- **WRITTEN REQUEST 1**
Answer these from the thread on Icinga alarms with disabled notifications, one answer per line, marked the same way:
(a) How many services and how many hosts had disabled notifications at the time the thread was opened?
(b) What does leaving a decommissioned host on with role::spare allow it to receive?
(c) Which server is the comment "This server is going to be decommissioned - T146265" for?
- **WRITTEN REQUEST 2**
Continue the thread on Icinga alarms with disabled notifications, picking up after its final comment.

Review Icinga alarms with disabled notifications
Open, MediumPublic
Actions

Assigned To

None

Authored By

	Volans
	Oct 31 2016, 11:22 PM

Description

We have 231 services and 10 hosts with disabled notification on Icinga as of now.

I'm also adding DBA because quite a few of them are DB-related, but not only.
In most cases the the host itself and other checks have notifications enabled, just few checks have them disabled, without any related message that explains why.

Please review the list of them available here and re-enable notifications when possible or add a permanent message that explain why it is disabled, it help when debugging issues/pages.

Related Objects

Mentioned In: T252002: How to handle Icinga disabled notifications?
Mentioned Here: T147309: Decommission db1019

Event Timeline

Volans created this task.Oct 31 2016, 11:22 PM

Restricted Application added a subscriber: Aklapper. · View Herald TranscriptOct 31 2016, 11:22 PM

Volans updated the task description. (Show Details)Oct 31 2016, 11:22 PM

@Volans: Can you send a mail to the ops@ list? Otherwise people will miss the task.

@MoritzMuehlenhoff: done 😉

A number of hosts have been decommissioned. As per new instructions, they are not removed from icinga (puppet) nor stopped, and role::spare doesn't do that either.

Leaving the host on, but with role::spare will allow it to receive security updates

Disabling notifications is the only way to not alert.

In T149643#2762562, @jcrespo wrote:

Disabling notifications is the only way to not alert.

@jcrespo: I know, and there are also other reasons why make sense to disable notifications, that's why I added:

or add a permanent message that explain why it is disabled

I think we should not have notifications disabled without any comment on Icinga that links it to a Phab task or explains why.

But they have it, see:

2016-09-21 09:01:06	Marostegui	This server is going to be decommissioned - T146265

This is for db1019. It is just not shown on the link you shared as a pop-up, you have to enter on the host and read the comment there (which is an Icinga usability issue).

- **ENTRIES SHOWN**

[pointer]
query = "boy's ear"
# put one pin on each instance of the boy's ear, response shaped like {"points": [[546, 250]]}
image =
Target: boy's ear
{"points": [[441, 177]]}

- **EXPECTED OUTPUT 1**
(a) 231 services and 10 hosts.
(b) Security updates.
(c) db1019.

- **EXPECTED OUTPUT 2**
In T149643#2762654, @jcrespo wrote:
But they have it, see:
2016-09-21 09:01:06	Marostegui	This server is going to be decommissioned - T146265
This is for db1019. It is just not shown on the link you shared as a pop-up, you have to enter on the host and read the comment there (which is an Icinga usability issue).

And that is: T147309

@jcrespo @Marostegui: db1019 it's fine, it has a scheduled downtime with a related comment and you can see it directly from the link I put in the description that it has one.

While for example db1042, db1047, dbstore1002, es2019 and labsdb10[08-11] don't have any comment nor in the host nor in the specific services that have notifications disabled. And so was db1065 when I checked it the other day.
Not every host/service in that list needs an action, that is the list of all the disabled ones.

@Volans db1019 scheduled downtime will eventually expire (where the comments is), the comment I was referring to is not shown on the link.

If you assign role::spare to a server and run puppet on the host and the icinga host, you should remove all alerts there.

If that's not the case, it is a bug in puppet and we should fix it.

@Joe Apparently it removes it, if it didn't, it would show mysql alertss. But it keeps the common ones, which we do not want to show (plus potentially any running process that could be a threat to the security- like mysql running or its data). I think it removes comments or icinga-only changes on reload? Not sure about that.

Anyway, I would like to put down completely a host until it has been formatted, *then* it can be added to role:spare and be up.

In T149643#2762717, @jcrespo wrote:

@Volans db1019 scheduled downtime will eventually expire (where the comments is), the comment I was referring to is not shown on the link.

@jcrespo just for clarification, the comment you quoted on db1019 is exactly the downtime comment, the one you enter when setting a downtime, and it will expire with the downtime on 2018-09-21 11:00:13 (see End Time).
Then Icinga add an automatic host comment of type Scheduled downtime that will be cleared too at the end of the downtime.

In T149643#2762748, @Volans wrote:

In T149643#2762717, @jcrespo wrote:

@Volans db1019 scheduled downtime will eventually expire (where the comments is), the comment I was referring to is not shown on the link.

@jcrespo just for clarification, the comment you quoted on db1019 is exactly the downtime comment, the one you enter when setting a downtime, and it will expire with the downtime on 2018-09-21 11:00:13 (see End Time).
Then Icinga add an automatic host comment of type Scheduled downtime that will be cleared too at the end of the downtime.

So actually, that is a problem too, and the cause of this ticket- when it expires, the comment will be gone. However, if we add a manual comment and then we remove the downtime or enable notifications, the comment will be wrong. It is a catch-22. This actually has nothing to do with the ticket and I am not argumentation anything- except explaining its origin.

The other part is that when a new host gets reimaged for the first time, it will start paging, even with the new script (because provisioning them + replication catchup can take days), so this is the way to avoid that- and then those get forgotten.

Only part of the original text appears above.